_Given task 1:_ Retype the part of the data mesh discussion between "Thank you for" and "it without you?", inclusive.
_Given task 2:_ Translate this sentence from the data mesh discussion into Spanish: "This is a classic problem when I have two separate data pools."

_Source document:_

—————

I’d like to translate what you’ve just said into practice a little more. You just gave this great example of data ownership. If we look at the development and sales area, for example, we can take a closer look at the challenges you have just described, where companies are losing time and money these days. Duplicates of data are created, which then have to be transformed. In order to carry out analyses, you need a certain degree of scalability, including in the IT system behind it. These systems have grown historically and are correspondingly complex. Could you explain this using a specific example, for example why the data needs to be transformed at all?
Stephan
Now let’s imagine I have a sales database that I use for sales and Mr. Meyer is in it. This is a data set and at the same time a production database. Screws are produced and there is an order and the customer is Mr. Meyer. But now nobody can actually tell me, is Mr. Meyer in the production control database the same Mr. Meyer as in the sales database? This is a classic problem when I have two separate data pools. The resulting problem is that I cannot easily correlate this information with each other. For example, I could now look at how many orders were actually produced by Mr. Meyer in the end. Accordingly, I cannot do any analytics on it. With the help of a data mesh, I can now provide both pieces of information curated on one side. This means that, as part of domain ownership, the specialist departments know their data and understand the semantics behind it. You can prepare the data accordingly to ensure a certain level of quality. That’s the first step. With the Starburst product, I am now able to correlate these two data sources so that I can easily run SQL queries on them and then create reports.
Thank you for the example. How do customers do this without your solution? Do I have to take these individual data sets, do the translation work, and then create them in the system? How do companies do it without you?
Stephan
A classic approach, or rather an approach that has become the standard in recent years, is to extract all data from various data sources and transfer it to a central location, such as a data lake or data warehouse, using data pipelines. However, this also means that someone has to develop these pipelines, which is usually the internal IT department. However, this IT department is often not as familiar with the data as the specialist departments, which can lead to bottlenecks. This means that the more requirements there are in the company to transfer data to this central location, the more personnel are required to do so. Roland can certainly say something about this from his experience. Another problem is that errors in these pipeline systems, which become increasingly complex over time, or when changes are required, result in considerable effort and costs. In comparison, the Data Mesh solution allows data to be connected without moving it, which can be more efficient.
Right. This is an important point that I would like to emphasize. Many companies have historically grown systems and are faced with the challenge of modernizing them in a scalable way. Some are trying to solve this internally, while there are also solutions on the market that already enable the scalability and integration of data. This is actually an area in which your company is active and offers solutions.
Roland
The customer can also continue to follow the same procedure as before. This means that if a customer wants to make changes and move towards a data mesh approach, they don’t have to start from scratch. It’s not as if it switches from one day to the next and everything is different the next day. It is a gradual process. We can access the existing data sources that are currently in use, while allowing the customer to gradually introduce the new data mesh approach. This includes a change in data responsibilities and the gradual introduction of new governance. For example, if a customer decides to store their data in the cloud and build a cross-border Data Mesh, we can establish access to the data where it currently resides. We also know where the customer plans to store their data in the future. We provide transparent access to the data for analysis without having to know exactly where it will be at the end of the day. In this way, we can support the customer in their gradual transition to a data mesh.

—————

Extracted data
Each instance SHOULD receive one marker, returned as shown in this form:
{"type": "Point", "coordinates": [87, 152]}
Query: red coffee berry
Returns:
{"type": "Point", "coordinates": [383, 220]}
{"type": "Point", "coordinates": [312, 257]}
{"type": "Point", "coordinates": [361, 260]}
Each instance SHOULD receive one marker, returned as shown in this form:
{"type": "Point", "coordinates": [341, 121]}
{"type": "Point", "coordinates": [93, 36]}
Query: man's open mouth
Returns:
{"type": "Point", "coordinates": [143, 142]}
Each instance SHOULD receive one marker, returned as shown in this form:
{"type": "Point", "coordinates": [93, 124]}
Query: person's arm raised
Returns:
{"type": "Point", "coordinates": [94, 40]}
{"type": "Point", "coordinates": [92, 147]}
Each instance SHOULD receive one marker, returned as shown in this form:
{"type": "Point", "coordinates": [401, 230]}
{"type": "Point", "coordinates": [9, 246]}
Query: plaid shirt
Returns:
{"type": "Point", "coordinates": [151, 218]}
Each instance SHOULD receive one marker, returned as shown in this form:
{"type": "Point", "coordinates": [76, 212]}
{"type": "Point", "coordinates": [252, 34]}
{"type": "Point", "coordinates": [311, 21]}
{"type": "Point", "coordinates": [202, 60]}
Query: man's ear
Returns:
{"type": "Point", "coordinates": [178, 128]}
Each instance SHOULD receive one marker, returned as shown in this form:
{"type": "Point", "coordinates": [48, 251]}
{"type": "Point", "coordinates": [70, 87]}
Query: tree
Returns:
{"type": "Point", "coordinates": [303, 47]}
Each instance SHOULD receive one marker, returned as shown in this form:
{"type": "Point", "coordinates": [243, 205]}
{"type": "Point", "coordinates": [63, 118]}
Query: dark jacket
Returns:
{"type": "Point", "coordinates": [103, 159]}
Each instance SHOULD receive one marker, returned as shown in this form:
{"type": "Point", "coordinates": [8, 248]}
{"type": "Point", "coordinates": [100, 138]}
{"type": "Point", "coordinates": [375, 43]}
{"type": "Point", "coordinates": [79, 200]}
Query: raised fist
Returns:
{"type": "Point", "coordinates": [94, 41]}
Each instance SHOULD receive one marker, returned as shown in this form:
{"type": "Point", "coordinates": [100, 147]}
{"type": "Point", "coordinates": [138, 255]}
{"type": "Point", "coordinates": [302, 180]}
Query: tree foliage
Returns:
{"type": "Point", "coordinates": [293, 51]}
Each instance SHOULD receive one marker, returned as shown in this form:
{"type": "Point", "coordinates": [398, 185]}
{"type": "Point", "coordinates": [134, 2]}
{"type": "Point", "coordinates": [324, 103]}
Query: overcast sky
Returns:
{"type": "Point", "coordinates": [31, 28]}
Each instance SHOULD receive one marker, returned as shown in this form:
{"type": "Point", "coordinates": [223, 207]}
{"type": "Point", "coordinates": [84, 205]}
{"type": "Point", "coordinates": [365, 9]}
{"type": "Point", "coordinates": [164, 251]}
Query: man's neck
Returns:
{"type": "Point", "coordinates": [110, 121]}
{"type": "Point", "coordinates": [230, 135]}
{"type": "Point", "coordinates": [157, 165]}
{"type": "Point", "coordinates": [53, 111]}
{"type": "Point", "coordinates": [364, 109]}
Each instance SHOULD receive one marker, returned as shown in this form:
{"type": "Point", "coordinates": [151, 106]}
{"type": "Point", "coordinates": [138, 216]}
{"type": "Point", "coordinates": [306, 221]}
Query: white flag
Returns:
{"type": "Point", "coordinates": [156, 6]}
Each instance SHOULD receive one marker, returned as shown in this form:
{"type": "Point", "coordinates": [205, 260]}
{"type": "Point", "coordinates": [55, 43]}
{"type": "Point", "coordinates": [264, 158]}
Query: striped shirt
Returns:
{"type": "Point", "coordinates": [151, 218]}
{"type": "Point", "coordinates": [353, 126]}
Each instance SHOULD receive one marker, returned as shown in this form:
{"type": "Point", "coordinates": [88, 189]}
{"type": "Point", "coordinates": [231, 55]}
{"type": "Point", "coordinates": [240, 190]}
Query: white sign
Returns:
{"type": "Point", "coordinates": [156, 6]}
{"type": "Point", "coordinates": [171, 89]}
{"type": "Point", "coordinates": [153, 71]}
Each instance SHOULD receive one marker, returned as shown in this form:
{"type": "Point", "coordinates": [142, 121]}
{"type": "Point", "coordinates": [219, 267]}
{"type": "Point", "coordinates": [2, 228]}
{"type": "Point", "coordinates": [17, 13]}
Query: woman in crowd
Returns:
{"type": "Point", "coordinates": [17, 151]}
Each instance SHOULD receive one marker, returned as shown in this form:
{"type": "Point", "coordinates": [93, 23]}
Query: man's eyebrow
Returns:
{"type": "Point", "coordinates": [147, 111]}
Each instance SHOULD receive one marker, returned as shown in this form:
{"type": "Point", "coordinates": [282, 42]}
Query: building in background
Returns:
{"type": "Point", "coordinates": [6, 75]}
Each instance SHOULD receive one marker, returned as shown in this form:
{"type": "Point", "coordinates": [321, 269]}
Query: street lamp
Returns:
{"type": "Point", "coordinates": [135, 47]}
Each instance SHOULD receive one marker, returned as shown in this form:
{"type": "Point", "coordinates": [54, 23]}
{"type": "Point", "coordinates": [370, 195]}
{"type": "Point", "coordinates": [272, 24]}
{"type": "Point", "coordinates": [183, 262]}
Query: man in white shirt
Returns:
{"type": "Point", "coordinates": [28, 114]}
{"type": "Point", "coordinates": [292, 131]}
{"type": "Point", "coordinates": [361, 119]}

—————

_Worked solution 1:_
Thank you for the example. How do customers do this without your solution? Do I have to take these individual data sets, do the translation work, and then create them in the system? How do companies do it without you?

_Worked solution 2:_ Este es un problema clásico cuando tengo dos repositorios de datos separados.